PROBLEMS —
1/ In the service terms, what gives the provider the right to withdraw from the contract and demand damages? Answer in one to three sentences.
2/ Under the service terms, who is responsible for retaining and archiving findings and reports once the services are completed?
3/ Write the next part of the service terms, starting after the sentence on written notifications of termination.
═══ EXTRACTED TEXT
Incidents of force majeure shall entitle us to postpone the performance of the service for the duration of the hindrance plus a reasonable run-up time or to withdraw from that part of the contract not fulfilled. Strikes, lock-outs any other circumstances which, not due to our fault, either make it substantially more difficult or otherwise impossible for us to perform the service, e.g. as a fire, a machine breakdown, the lack of raw materials, an obstruction of the traffic routes, no difference whether such circumstances affect us or our supplier or our sub-contractors, shall be equivalent to force majeure. We will inform the customer as soon as reasonably possible after gaining knowledge of such circumstances. The customer can require us to state whether we will withdraw or perform within a reasonable deadline. The customer may withdraw from the contract if we fail to make such a declaration.

 

7. Damage claims due to unjustified non-acceptance

If Customer withdraws from the contract without reason or if he does not accept the performance within the deadline agreed or otherwise within the reasonable deadline set in the notice on the readiness to ship the goods, we can withdraw from the contract on our part and demand the payment of damages.

 

8. Rights and duties of the customer

(1)     The customer shall specify the concrete provisions for the packaging and the labelling of the samples.

 

(2)     The customer is responsible for the retention and archiving of findings and/or reports after the completion of the services rendered. Our duties concerning the retention and archiving conform to the respectively applicable statutory provisions.

 

(3)     Upon his reasonable prior written registration, we grant access to the customer to the laboratories, in which the contract currently is performed; we will cooperate with the customer on quality assurance and on the preparation and implementation of inspections by competent authorities. If the cooperation with the customer is regulated in an agreement on quality assurance, this shall prevail.

 

(4)     Unless and to the extent otherwise agreed in writing, we reserve the right to delegate the performance of services to third parties or to engage sub-contractors which are correspondingly designated in our offer.

 

(5)     We are committed towards the customer to perform the services carefully and professionally, consistent with industrial standards, the applicable professional standards and our quality management system. Upon demand of the customer, we inform about the respective official permits at the time of the conclusion of the contract; furthermore, we refer to the information provided on our website regarding the corresponding current permits.

 

(6)     The customer may terminate the service contract at any time. If the customer gives notice of termination, we are entitled to the remuneration for the services performed pro rata up to the date of receipt of the notification of termination. This also applies if the service contract is terminated either by us or by the customer for good reason without observing a notice period. Notifications of termination must be in writing to be valid.
══════
═══ INFORMATION SHOWN
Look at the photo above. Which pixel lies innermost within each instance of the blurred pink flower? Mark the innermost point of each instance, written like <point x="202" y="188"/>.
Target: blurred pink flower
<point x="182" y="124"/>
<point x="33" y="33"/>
══════
RESULTS OF THE EXERCISE —
1/ The provider gains that right when the customer withdraws from the contract without reason. It also gains it when the customer fails to accept the performance within the agreed deadline or, failing that, within the reasonable deadline set in the notice that the goods are ready to ship.

2/ The customer.

3/
9. Intellectual property

Unless otherwise agreed in writing, any results and measured values, analyses, data, laboratory and process documents and similar information representing the results that are in relation with the service performed specifically for the customer shall become the exclusive property of the customer without additional costs and after the payment in full of the agreed price. Notwithstanding the sentence above, the customer acknowledges that we possess certain intellectual property, including inventions, processes, know-how, trade secrets, improvements, technology, copyright, trademarks or other intellectual properties and other assets, including analytical methods, procedures and techniques, procedure manuals, personnel data, computer technical expertise, computer programs or codes and software, which have been independently developed by us and which relate to our business or operation. The customer agrees that any of our intellectual property and improvements thereof which are used, improved, modified or developed by us during the performance of the services are our sole and exclusive property.

 

 

 

10. Warranties and liability

(1)     If the service is not provided by us in accordance with the contract and if we are responsible for this, we shall be obliged to perform the service in accordance with the contract in full or in part without additional costs for the customer within a reasonable deadline, unless this is only possible with a disproportional amount of effort. Unless and to the extent otherwise agreed in writing, this obligation shall only apply if the customer reports the default in writing without delay, but at the latest within two weeks after acknowledgment of the service not provided in accordance with the contract.

 

(2)     If we are responsible for not providing the service in accordance with the contract and if we also fail to perform the service in accordance with the contract within the grace period set by the customer according to paragraph (1) for reasons for which we bear responsibility, the customer is entitled to terminate the contract with immediate effect or to demand a corresponding reduction of the purchase price (reduction). In this event we are entitled to claim the remuneration corresponding to the services rendered up to the effective date of termination. The claim shall not apply for such services for which the customer sets out that they are unusable and of no interest for him.

 

(3)     If we are not responsible for not providing the service in accordance with the contract, we will offer to the customer, within the scope of our possibilities, the performance in accordance with the contract. If the customer accepts this offer, we are entitled to claim the reimbursement of necessary expenses associated therewith and of proven costs.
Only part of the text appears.